**Required action A**.
Answer these questions from the text on UK arms exports to Iraq:
(i) What is the capital of Iraq?
(ii) How many licences were granted for Iraq from 2008 to 2017?
(iii) What total value of arms licences was sold to Iraq from 2008 to 2017?
**Required action B**.
Say whether each statement agrees with the text on UK arms exports to Iraq, and quote the words that decide it.
(i) Iraq had signed the Arms Trade Treaty as of 2018.
(ii) The value of licensed exports to Iraq peaked in 2015.
(iii) Body armour and military helmets feature prominently among Iraq's purchases.
**Required action C**. In the text on UK arms exports to Iraq, rewrite the stretch from "The most significant" through "selling to Iraq?", replacing "deviations" with "departures".

**Quoted passage**.

○ ○ ○

UK arms exports to Iraq

Iraq: Country overview
The Republic of Iraq, with its capital of Baghdad, borders Turkey, Iran, Kuwait, Saudi Arabia, Jordan and Syria. The estimated populated is around 37 million with majority adhering to Sunni, as well as Shia Islam. The current constitution defines Iraq as a democratic, federal parliamentary republic. Fuad Masum has been the country’s president since 2014, while the leader of the Shia party Dawa, Haider al-Abadi, has been prime minister since 2014. Iraq has been subject to much instability, including a series of wars of a sectarian character, and in 2018, Iraq was estimated to be the world’s 11thmost politically unstable country. As of 2018, Iraq has neither ratified nor signed the Arms Trade Treaty.

How many licences for the sale of arms to Iraq has the UK issued between 2008 and 2017?
As depicted below, the number of arms licences to Iraq has massively increased since 2014. Before 2014, the number of licences never reached more than 94 per year, despite in 2008, where 210  licences where approved.  Since 2014, the number of licences has risen rapidly, peaking in 2017 with 559 approved licences. In only four years, from 2013-2017, the total number of licences increased more than 12 times from 46 to 559.
In total, from 2008 to 2017, 1,910 licences were granted for Iraq.

What is the total value of those exports in GBP?
The value of licences exports to Iraq has varied a great deal during the past decade, peaking in 2015 with £13.3m. and reached the lowest in 2012 with £1,7m.  The average value of the arms exports has been around £7m. during the period from 2008-2017.
The most significant deviations from that average were in 2011 and 2015, as the total values in those years reached more than £13m. respectively. Despite the value of arms exports have decreased in recent years (2016-2017), arms sales continue on a significant scale, still amounting to £6m in 2017 alone.
In total, from 2008 to 2017, £72.4m. worth of arms licences was sold to Iraq.

What are the top 10 types of arms export licences Britain is selling to Iraq?
Whilst the data given above is just for military exports (single-use), when you consider both military and dual-use exports (dual-licences are permits to control all the material, software and technology that can be used for civil purposes like humanitarian aid, but also for military goals) the top ten export items requiring licences are as below.
Iraq’s most frequent type of weaponry purchased befits a country trying to build a new military, with body armour and military helmets featuring prominently.

Source: Campaign Against Arms Trade, 2017

Why should British citizens be concerned about arms sales?
Between 2010 and 2017, the situation in Iraq has been extremely unpredictable, with the country subject to cycles of warfare, including ethnic and sectarian killings by ISIS (or Daesh), government forces and government-backed militias. Human rights abuses in the country have remained widespread, in part due to rampant corruption, a lack of transparency and torture and executions carried out by security forces and groups working under the authority of the Iraqi Prime minister. This level of dysfunction has prevented any effective system being put in place for the protection of human rights. Human rights violations in the country include, but are not limited to, restrictions on freedoms of speech, press, and assembly; the use of secret prisons, torture and other ill-treatment; extrajudicial executions, arbitrary arrests, detentions and unfair trials.

○ ○ ○

**Supplied information**.
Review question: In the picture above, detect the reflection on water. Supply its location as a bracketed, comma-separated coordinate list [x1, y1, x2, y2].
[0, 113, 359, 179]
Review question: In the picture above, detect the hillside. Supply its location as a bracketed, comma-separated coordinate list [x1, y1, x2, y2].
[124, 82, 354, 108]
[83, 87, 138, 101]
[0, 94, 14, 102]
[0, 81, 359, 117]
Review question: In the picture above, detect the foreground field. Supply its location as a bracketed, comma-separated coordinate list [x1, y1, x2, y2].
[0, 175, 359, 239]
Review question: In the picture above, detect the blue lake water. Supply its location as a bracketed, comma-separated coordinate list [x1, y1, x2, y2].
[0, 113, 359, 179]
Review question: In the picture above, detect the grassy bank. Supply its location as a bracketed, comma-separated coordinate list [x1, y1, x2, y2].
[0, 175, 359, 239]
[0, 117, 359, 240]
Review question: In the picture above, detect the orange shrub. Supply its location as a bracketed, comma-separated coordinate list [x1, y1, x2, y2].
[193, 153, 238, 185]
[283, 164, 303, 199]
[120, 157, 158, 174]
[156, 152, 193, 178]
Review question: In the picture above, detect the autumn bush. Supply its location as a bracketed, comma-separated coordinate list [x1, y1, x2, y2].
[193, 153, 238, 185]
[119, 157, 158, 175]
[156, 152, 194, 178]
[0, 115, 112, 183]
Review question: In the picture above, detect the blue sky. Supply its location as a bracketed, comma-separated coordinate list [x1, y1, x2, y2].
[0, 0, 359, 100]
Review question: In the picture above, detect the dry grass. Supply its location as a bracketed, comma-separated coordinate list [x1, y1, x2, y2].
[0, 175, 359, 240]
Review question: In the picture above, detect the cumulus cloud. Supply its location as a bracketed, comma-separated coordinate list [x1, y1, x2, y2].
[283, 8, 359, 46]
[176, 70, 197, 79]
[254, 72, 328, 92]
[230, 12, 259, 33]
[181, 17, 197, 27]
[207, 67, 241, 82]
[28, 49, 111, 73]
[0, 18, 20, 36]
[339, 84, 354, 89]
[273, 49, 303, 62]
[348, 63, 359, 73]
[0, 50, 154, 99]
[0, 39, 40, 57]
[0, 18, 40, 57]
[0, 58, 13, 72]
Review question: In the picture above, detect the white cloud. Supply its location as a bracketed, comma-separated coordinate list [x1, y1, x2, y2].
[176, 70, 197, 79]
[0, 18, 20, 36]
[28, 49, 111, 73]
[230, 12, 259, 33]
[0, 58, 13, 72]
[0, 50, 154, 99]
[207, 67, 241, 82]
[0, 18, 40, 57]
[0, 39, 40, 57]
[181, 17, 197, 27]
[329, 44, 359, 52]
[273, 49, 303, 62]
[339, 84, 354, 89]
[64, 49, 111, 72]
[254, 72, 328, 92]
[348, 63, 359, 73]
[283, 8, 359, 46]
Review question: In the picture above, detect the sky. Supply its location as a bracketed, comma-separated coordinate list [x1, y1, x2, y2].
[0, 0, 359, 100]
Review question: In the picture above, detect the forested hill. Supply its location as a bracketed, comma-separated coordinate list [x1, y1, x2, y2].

○ ○ ○

**Expected answer A**.
(i) Baghdad
(ii) 1,910
(iii) £72.4m.

**Expected answer B**.
(i) No: "As of 2018, Iraq has neither ratified nor signed the Arms Trade Treaty."
(ii) Yes: "peaking in 2015 with £13.3m."
(iii) Yes: "with body armour and military helmets featuring prominently"

**Expected answer C**.
The most significant departures from that average were in 2011 and 2015, as the total values in those years reached more than £13m. respectively. Despite the value of arms exports have decreased in recent years (2016-2017), arms sales continue on a significant scale, still amounting to £6m in 2017 alone.
In total, from 2008 to 2017, £72.4m. worth of arms licences was sold to Iraq.

What are the top 10 types of arms export licences Britain is selling to Iraq?